>> Begin

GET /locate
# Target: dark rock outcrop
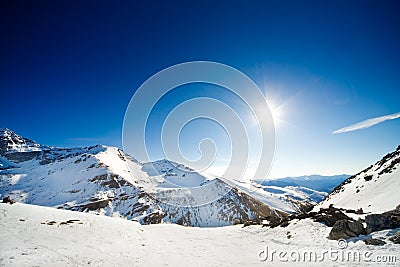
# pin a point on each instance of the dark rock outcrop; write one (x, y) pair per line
(395, 238)
(8, 200)
(374, 242)
(386, 220)
(346, 229)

>> End

• [TASK]: Reproduce the records above line for line, without changing a single character, and leave out the pictures.

• [SOLUTION TO THE EXERCISE]:
GET /locate
# Target: dark rock outcrop
# pin a point on each instance of the dark rock outcrop; write one (x, y) pair per line
(395, 238)
(8, 200)
(374, 242)
(386, 220)
(346, 229)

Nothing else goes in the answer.